> [TASK] Please reproduce the data below word for word, keeping each line as it appears.

(Labeled-object pointing entries)
# # # #

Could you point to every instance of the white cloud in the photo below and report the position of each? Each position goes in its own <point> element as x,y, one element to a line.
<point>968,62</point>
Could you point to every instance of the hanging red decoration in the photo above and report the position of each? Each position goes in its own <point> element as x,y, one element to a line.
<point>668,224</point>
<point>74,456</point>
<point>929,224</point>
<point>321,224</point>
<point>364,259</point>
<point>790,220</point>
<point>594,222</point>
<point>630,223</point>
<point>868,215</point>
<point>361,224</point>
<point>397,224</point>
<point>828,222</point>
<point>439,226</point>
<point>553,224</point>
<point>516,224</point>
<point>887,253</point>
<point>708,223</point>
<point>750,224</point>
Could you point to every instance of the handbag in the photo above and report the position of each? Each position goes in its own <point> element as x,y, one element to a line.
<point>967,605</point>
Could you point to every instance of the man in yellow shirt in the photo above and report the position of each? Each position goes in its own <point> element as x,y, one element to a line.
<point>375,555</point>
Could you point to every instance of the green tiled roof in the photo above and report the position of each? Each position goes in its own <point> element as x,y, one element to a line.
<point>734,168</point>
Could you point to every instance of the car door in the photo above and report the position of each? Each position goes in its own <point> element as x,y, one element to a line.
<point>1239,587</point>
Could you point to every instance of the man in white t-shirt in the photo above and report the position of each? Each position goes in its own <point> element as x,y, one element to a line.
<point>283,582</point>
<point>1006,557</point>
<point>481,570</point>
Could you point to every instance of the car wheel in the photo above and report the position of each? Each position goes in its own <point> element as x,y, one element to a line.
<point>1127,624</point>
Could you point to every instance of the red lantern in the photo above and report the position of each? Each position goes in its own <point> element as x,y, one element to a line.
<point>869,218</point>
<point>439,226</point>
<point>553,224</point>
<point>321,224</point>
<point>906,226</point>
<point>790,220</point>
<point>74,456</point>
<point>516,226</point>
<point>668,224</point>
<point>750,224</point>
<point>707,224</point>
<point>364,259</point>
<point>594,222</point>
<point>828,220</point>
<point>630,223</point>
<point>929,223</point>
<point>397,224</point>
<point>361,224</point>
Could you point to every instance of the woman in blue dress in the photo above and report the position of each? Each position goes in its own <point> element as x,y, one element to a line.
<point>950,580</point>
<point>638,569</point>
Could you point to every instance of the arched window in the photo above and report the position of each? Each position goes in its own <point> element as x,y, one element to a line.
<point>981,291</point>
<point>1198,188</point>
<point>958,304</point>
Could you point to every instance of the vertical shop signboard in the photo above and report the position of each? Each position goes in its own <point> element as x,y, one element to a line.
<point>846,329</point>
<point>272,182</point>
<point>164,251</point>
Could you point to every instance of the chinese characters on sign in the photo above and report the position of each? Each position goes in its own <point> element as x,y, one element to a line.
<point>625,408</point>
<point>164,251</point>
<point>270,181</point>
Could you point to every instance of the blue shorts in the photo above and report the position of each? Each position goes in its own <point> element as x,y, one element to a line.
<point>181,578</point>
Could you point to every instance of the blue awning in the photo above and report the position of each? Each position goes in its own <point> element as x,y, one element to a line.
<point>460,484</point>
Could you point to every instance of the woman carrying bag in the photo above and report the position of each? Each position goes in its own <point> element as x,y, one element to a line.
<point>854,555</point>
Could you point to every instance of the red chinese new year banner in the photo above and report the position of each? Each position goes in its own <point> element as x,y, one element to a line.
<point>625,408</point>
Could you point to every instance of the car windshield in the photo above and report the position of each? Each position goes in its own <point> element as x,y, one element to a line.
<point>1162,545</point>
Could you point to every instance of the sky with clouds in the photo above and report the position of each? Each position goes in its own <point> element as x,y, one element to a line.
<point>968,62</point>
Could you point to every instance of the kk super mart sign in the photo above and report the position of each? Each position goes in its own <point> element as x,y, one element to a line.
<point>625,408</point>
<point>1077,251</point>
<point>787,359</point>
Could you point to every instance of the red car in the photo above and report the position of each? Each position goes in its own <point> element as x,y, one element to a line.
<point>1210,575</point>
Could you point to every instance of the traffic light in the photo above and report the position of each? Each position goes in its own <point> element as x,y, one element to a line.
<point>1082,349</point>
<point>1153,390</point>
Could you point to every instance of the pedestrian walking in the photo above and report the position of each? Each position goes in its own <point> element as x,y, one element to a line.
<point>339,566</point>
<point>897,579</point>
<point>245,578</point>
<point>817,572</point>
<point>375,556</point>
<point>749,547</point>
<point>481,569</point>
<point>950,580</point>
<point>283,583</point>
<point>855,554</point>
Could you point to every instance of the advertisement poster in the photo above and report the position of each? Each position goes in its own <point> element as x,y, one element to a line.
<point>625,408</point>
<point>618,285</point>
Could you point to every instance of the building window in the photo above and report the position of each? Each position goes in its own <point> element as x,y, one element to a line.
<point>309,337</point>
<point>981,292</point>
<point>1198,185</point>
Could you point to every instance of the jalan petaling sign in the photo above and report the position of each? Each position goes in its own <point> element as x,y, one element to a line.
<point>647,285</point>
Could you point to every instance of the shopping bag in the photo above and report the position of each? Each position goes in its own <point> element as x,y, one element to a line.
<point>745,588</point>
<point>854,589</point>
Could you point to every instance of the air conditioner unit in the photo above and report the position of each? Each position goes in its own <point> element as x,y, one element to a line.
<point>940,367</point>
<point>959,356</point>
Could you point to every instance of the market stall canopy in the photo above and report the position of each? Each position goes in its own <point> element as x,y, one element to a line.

# # # #

> [ANSWER BELOW]
Could you point to every instance of the white cloud in the photo below and report the position of each? Each position goes in its own <point> element as x,y, one element to a line.
<point>968,62</point>
Could you point to every instance of the hanging red decoration in the photo above and report the position of each? Each position goes in its own <point> element as x,y, one element to a line.
<point>668,224</point>
<point>74,456</point>
<point>929,224</point>
<point>321,224</point>
<point>364,259</point>
<point>790,220</point>
<point>594,222</point>
<point>630,223</point>
<point>868,215</point>
<point>361,224</point>
<point>397,224</point>
<point>828,222</point>
<point>439,226</point>
<point>553,224</point>
<point>516,224</point>
<point>887,253</point>
<point>708,223</point>
<point>750,224</point>
Could you point to every instance of the handbag in the photo above and report the position of each? Each position goes in its own <point> element as x,y, one element to a line.
<point>967,605</point>
Could you point to every instance of the man in yellow shirt in the photo above and report the position of each? Each position goes in its own <point> element as x,y, one element to a line.
<point>375,555</point>
Could you point to every instance of the green tiled roof in the photo above and report the position of each? Each position goes in its own <point> element as x,y, one element to a line.
<point>734,168</point>
Could you point to every instance of the car door in the photo above and report the position of each? Each position goes in its own <point> element as x,y, one element to a line.
<point>1239,587</point>
Could you point to every instance of the man in white t-shirt in the photo above and report the position of each? Each position goes in its own <point> element as x,y, one element to a line.
<point>283,582</point>
<point>1006,557</point>
<point>481,570</point>
Could you point to every instance of the car wheel in the photo above and report the position of each? Each position goes in its own <point> element as x,y, one element to a line.
<point>1127,624</point>
Could you point to every instance of the red lantern in the photo above and report the position of each? Each position goes in its own <point> element as x,y, one element to a line.
<point>869,218</point>
<point>439,226</point>
<point>553,224</point>
<point>321,224</point>
<point>906,226</point>
<point>790,220</point>
<point>74,456</point>
<point>516,226</point>
<point>668,224</point>
<point>750,224</point>
<point>707,224</point>
<point>364,259</point>
<point>594,222</point>
<point>828,220</point>
<point>630,223</point>
<point>929,223</point>
<point>397,224</point>
<point>361,224</point>
Could you point to every instance of the woman in blue dress in the photo above and report the position of each? Each position goes in its own <point> element as x,y, one element to a line.
<point>950,580</point>
<point>638,569</point>
Could you point to every instance of the arched window in the photo above and report the position of each? Each position goes in its own <point> element as x,y, one element to a line.
<point>981,291</point>
<point>1198,188</point>
<point>958,304</point>
Could you point to every instance of the vertical shop signboard in the photo above and report the position of each? Each position goes in its own <point> element as x,y, one element to a line.
<point>846,329</point>
<point>272,182</point>
<point>164,251</point>
Could you point to every instance of the chinese characters on sign in the photo above and report the position of each? Each position goes in its own <point> element as x,y, one element to a line.
<point>625,408</point>
<point>164,251</point>
<point>270,181</point>
Could you point to every instance of the blue shorts in the photo above and report the position of each? Each position goes in its own <point> element as x,y, one element to a line.
<point>181,578</point>
Could you point to every instance of the blue awning in the photo above and report the position of each? Each position goes in its own <point> element as x,y, one element to a line.
<point>460,484</point>
Could you point to every instance of the woman carrying bag in the photo above and report the position of each? Each position goes in its own <point> element as x,y, one element to a line.
<point>854,555</point>
Could you point to every instance of the red chinese new year banner in the photo above and report the position of each? Each position goes in its own <point> element as x,y, one element to a line.
<point>625,408</point>
Could you point to every instance of the car windshield in the photo above and report the position of each? Each position goes in its own <point> element as x,y, one element to a line.
<point>1162,545</point>
Could you point to every instance of the sky with clouds in the photo above and report the position of each? Each position goes in its own <point> element as x,y, one element to a line.
<point>968,62</point>
Could you point to every instance of the kk super mart sign in the photo above and report the position of each? Each position goes in its own <point> element as x,y, one element to a line.
<point>625,408</point>
<point>1077,251</point>
<point>787,359</point>
Could you point to every instance of the red car in the photo above and report the position of each? Each position goes in its own <point> element as x,y, one element to a line.
<point>1210,575</point>
Could you point to every instance of the traffic light in the photo above and report the position of each? Each position goes in its own <point> element as x,y, one element to a line.
<point>1082,349</point>
<point>1153,390</point>
Could you point to every instance of the pedestrian walking in the photo above and report the position of each? Each position goes in its own <point> element as x,y, one element to a line.
<point>339,566</point>
<point>897,579</point>
<point>245,578</point>
<point>817,572</point>
<point>375,556</point>
<point>749,547</point>
<point>481,569</point>
<point>950,580</point>
<point>283,583</point>
<point>855,554</point>
Could you point to every instance of the advertisement poster in the photo above and report the position of each? Each position goes in its own <point> element as x,y, one element to a line.
<point>625,408</point>
<point>618,285</point>
Could you point to every instance of the building window in the photo above and report the position of each? Each position goes in its own <point> element as x,y, one element to a line.
<point>309,337</point>
<point>981,292</point>
<point>1198,185</point>
Could you point to every instance of the jalan petaling sign in the photo above and report the position of each? Each position goes in its own <point> element as x,y, one element to a line.
<point>647,285</point>
Could you point to every instance of the shopping bag in the photo above and report the position of each? Each position goes in its own <point> element as x,y, one element to a line.
<point>745,588</point>
<point>854,589</point>
Could you point to every instance of the air conditioner unit in the photo above and report the position of each? Each position goes in its own <point> element as x,y, one element to a line.
<point>940,367</point>
<point>959,356</point>
Could you point to every instance of the market stall canopy in the photo above and report the position of each? Each position goes in its own <point> element as x,y, one element to a line.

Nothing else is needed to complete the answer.